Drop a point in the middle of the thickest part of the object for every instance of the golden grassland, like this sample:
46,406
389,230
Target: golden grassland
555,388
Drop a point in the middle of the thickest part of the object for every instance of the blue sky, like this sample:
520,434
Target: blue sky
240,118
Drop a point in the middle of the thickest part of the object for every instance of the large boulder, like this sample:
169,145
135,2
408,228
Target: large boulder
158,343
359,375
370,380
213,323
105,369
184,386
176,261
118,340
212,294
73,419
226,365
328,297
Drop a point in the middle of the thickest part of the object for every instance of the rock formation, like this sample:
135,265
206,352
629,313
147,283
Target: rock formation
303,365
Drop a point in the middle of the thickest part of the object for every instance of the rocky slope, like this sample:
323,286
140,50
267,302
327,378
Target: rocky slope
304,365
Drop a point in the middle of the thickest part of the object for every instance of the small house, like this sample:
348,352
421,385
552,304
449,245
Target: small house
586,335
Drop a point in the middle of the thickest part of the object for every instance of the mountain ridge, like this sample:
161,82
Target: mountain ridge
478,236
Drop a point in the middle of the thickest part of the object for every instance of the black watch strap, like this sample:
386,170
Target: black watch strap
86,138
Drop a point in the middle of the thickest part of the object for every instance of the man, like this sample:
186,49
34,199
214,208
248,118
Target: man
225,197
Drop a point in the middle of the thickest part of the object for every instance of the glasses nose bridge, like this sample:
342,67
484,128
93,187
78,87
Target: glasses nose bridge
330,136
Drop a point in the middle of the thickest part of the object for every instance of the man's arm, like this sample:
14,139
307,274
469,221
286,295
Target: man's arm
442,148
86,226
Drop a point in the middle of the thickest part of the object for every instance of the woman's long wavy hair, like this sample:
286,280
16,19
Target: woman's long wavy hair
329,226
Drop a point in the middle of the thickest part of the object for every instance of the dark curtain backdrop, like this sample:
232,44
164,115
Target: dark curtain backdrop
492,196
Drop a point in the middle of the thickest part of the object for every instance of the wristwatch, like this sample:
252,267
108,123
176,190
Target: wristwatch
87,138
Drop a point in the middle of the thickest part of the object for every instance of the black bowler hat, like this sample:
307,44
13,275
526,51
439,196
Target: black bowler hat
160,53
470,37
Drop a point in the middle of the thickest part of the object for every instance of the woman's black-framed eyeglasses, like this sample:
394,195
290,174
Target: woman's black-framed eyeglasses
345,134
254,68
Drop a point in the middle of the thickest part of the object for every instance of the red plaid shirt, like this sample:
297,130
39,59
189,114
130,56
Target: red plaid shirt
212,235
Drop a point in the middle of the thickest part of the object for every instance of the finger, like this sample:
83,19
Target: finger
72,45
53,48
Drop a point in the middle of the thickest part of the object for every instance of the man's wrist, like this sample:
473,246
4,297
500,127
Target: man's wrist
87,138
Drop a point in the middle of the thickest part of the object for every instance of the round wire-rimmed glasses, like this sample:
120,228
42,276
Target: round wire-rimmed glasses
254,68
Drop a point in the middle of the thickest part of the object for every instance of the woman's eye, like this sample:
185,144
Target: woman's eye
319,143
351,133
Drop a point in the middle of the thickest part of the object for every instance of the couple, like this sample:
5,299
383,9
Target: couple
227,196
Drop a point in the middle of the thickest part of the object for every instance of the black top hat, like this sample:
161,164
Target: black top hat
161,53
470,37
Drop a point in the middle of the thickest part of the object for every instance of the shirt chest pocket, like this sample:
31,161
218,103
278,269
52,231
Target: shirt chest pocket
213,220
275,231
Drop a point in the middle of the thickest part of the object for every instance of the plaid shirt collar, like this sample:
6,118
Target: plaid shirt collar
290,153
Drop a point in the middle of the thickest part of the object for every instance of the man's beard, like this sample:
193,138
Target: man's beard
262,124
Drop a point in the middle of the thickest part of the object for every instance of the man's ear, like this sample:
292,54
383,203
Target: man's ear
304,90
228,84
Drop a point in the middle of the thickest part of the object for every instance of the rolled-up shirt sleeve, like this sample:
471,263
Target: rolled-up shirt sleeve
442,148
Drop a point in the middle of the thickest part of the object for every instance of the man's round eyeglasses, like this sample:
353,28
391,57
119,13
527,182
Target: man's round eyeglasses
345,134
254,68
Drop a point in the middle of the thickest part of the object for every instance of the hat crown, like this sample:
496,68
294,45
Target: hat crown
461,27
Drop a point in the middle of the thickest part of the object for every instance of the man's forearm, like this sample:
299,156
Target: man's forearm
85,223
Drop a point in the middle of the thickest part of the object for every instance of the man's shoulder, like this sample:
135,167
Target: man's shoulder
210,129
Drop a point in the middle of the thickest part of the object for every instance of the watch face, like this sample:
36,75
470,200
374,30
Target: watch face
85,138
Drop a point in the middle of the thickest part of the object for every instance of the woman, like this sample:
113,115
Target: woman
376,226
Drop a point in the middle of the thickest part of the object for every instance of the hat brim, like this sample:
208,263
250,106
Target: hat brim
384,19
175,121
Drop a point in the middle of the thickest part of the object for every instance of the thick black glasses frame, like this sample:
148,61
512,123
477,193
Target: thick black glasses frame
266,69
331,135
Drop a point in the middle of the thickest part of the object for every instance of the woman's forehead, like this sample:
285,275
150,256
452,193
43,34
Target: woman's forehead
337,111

════════

# [Stated task]
Repeat every one of the lines above, swapping "thickest part" for "widest part" each time it occurs and changing nothing else.

# [Result of this exercise]
Drop a point in the middle of the widest part of the object for every instance of the golden grassland, like this sample:
46,406
389,230
Target: golden grassland
555,388
Drop a point in the middle of the widest part of the object for every instance of the blue sky, like this sample:
520,434
Target: blue sky
240,118
Drop a point in the middle of the widest part of the object for every instance of the large boulder, like this sample:
169,145
135,2
408,228
Target: large boulder
158,343
359,375
370,380
213,323
105,369
184,386
176,261
118,340
212,294
73,419
226,365
328,297
Drop a point in the middle of the widest part of the object for every instance of the rock formation, like this sample:
135,265
206,352
629,313
147,283
Target: rock formation
303,365
Drop a point in the middle of the widest part of the object for every instance of the rocky slope, like this sample:
323,286
140,50
267,302
327,378
Target: rocky slope
304,365
Drop a point in the middle of the widest part of the object for every instance of the small house, like this sample:
348,352
421,385
552,304
449,245
Target: small house
586,335
Drop a point in the middle of the widest part of the object for every instance of the mountain ridge, like this sample:
161,82
Target: mountain ridge
478,236
Drop a point in the middle of the widest part of the object for every instance of the black watch strap, like this sample:
386,170
Target: black watch strap
86,138
Drop a point in the middle of the widest part of the object for every instance of the man, like this sample:
186,49
34,199
214,208
248,118
Target: man
225,197
Drop a point in the middle of the widest part of the object for every instance of the glasses nose bridge, like this sample:
342,67
484,128
93,187
78,87
Target: glasses nose bridge
330,136
Drop a point in the middle of the widest part of the object for every instance of the man's arm, like this sample:
14,139
307,274
469,221
286,295
Target: man's arm
442,148
86,226
Drop a point in the middle of the widest part of the object for every instance of the woman's long wavy hair, like this sample:
286,280
16,19
Target: woman's long wavy hair
329,226
Drop a point in the middle of the widest part of the object for every instance of the dark curtain backdrop, like this sample:
232,44
164,115
Target: dark curtain backdrop
492,196
Drop a point in the middle of the widest part of the object for every instance of the wristwatch, like this sample:
252,267
108,123
176,190
Target: wristwatch
87,138
Drop a point in the middle of the widest part of the object for every instance of the black bowler hat, like this sample:
307,44
13,275
526,51
439,196
Target: black bowler hat
160,53
470,37
Drop a point in the middle of the widest part of the object for every instance of the woman's black-framed eyeglasses, like this sample:
394,195
290,174
Target: woman's black-framed eyeglasses
345,134
254,68
Drop a point in the middle of the widest part of the object for every instance of the red plaid shirt, like this sample:
297,130
39,59
189,114
130,56
Target: red plaid shirt
212,235
Drop a point in the middle of the widest part of the object for every instance of the finger, like this sample:
83,19
Target: finger
72,45
53,48
Drop a point in the middle of the widest part of the object for every instance of the man's wrist, like this sample:
473,246
4,297
500,127
Target: man's wrist
87,138
Drop a point in the middle of the widest part of the object for every instance of the round wire-rimmed glasses, like this sample:
120,228
42,276
Target: round wire-rimmed glasses
254,68
Drop a point in the middle of the widest part of the object for every instance of the woman's eye, like this sample:
185,144
Target: woman's eye
319,143
351,133
Drop a point in the middle of the widest part of the object for every instance of the couple, like this sample:
5,299
383,9
Target: couple
227,196
Drop a point in the middle of the widest part of the object for every instance of the black top hat, like this sample:
161,164
Target: black top hat
161,53
470,37
Drop a point in the middle of the widest part of the object for every instance of the shirt chest pocket, like this sample:
31,161
218,103
278,269
52,231
Target: shirt chest pocket
213,220
275,231
Drop a point in the middle of the widest part of the object for every instance of the plaid shirt collar, like this sample:
6,118
Target: plaid shirt collar
290,153
Drop a point in the middle of the widest part of the object for every instance of the man's beard, like this sample:
193,138
Target: man's beard
262,124
Drop a point in the middle of the widest part of the object for every instance of the man's ear, like this sample:
292,54
383,203
Target: man's ear
304,90
228,84
Drop a point in the middle of the widest part of the object for every instance of the rolled-up shirt sleeve, like this sample:
471,263
Target: rolled-up shirt sleeve
442,148
Drop a point in the middle of the widest part of the object for every instance of the man's round eyeglasses, like this sample:
353,28
391,57
119,13
527,182
Target: man's round eyeglasses
345,134
254,68
Drop a point in the middle of the widest part of the object for every instance of the hat crown, like this sample:
496,68
294,45
Target: hat crown
461,27
Drop a point in the middle of the widest part of the object for every instance of the man's forearm, like this sample:
299,156
Target: man's forearm
85,223
Drop a point in the middle of the widest part of the object for every instance of the man's shoulder, like this sample:
135,167
Target: man's shoulder
210,129
Drop a point in the middle of the widest part of the object for every instance of the watch face, like this sample:
36,75
470,200
374,30
Target: watch face
85,138
Drop a point in the middle of the widest part of the object for every instance of the woman, like this sample:
113,115
Target: woman
376,226
Drop a point in the middle of the widest part of the object for every instance of the hat brim, like this sample:
208,263
250,106
Target: hat brim
384,19
175,121
Drop a point in the middle of the widest part of the object for every instance of the thick black glasses frame, like this sample:
148,61
512,123
477,193
Target: thick black glasses frame
266,69
331,135
Drop a point in the middle of the widest part of the object for every instance of the woman's forehead, like this sample:
285,275
150,256
452,193
43,34
Target: woman's forehead
337,111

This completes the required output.